Problem details:
Return every line of the listing below that contains the word "above".

Input for this task:
_____

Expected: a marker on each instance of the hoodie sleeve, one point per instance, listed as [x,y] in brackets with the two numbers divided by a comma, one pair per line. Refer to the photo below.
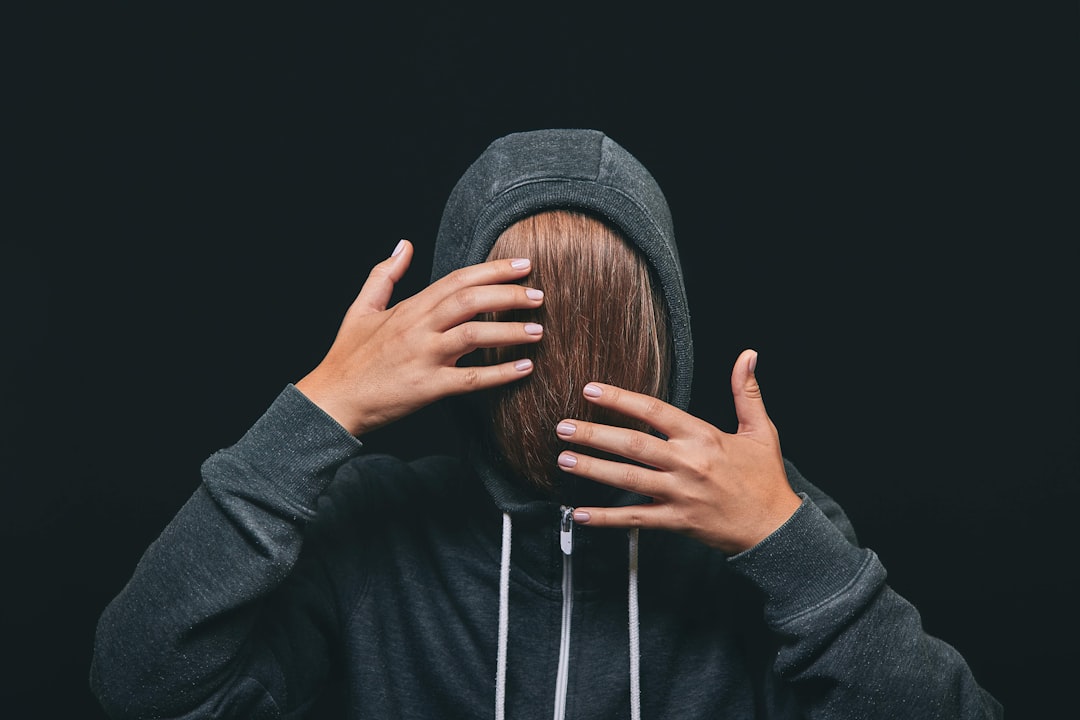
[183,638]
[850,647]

_____

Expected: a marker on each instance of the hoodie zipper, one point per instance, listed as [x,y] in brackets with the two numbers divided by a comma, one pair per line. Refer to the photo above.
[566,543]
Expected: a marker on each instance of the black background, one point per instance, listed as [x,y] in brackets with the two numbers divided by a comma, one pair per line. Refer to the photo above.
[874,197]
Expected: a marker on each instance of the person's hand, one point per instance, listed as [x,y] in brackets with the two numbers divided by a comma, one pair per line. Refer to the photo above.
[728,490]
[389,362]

_____

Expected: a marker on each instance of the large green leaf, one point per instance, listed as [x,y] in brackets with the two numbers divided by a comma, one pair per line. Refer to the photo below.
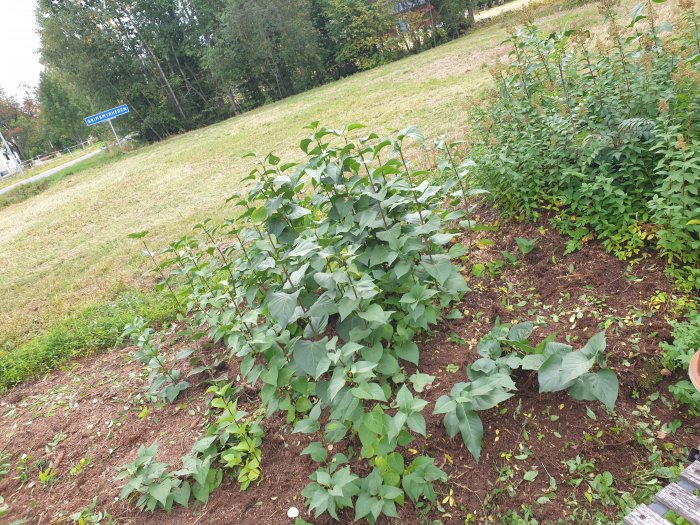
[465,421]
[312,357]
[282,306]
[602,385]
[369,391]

_____

Response to the exercise:
Expected: a marker on each instance of the hoodie zipper, one point per instance, listed as [x,y] in brackets with the two numbers divided by a comma, one pair per line. Refer to the photo above.
Expected: a marker on each instance of the black background, one point per instance, listed as [x,y] in brackets with the two numbers divided by a comma, one pair per line. Refer to the photo above.
Expected: a marker on each instance of the person's hand, one point per instance, listed as [x,y] in brackets with the two numbers divided by a comma, one pair per line. Refer to the photo above.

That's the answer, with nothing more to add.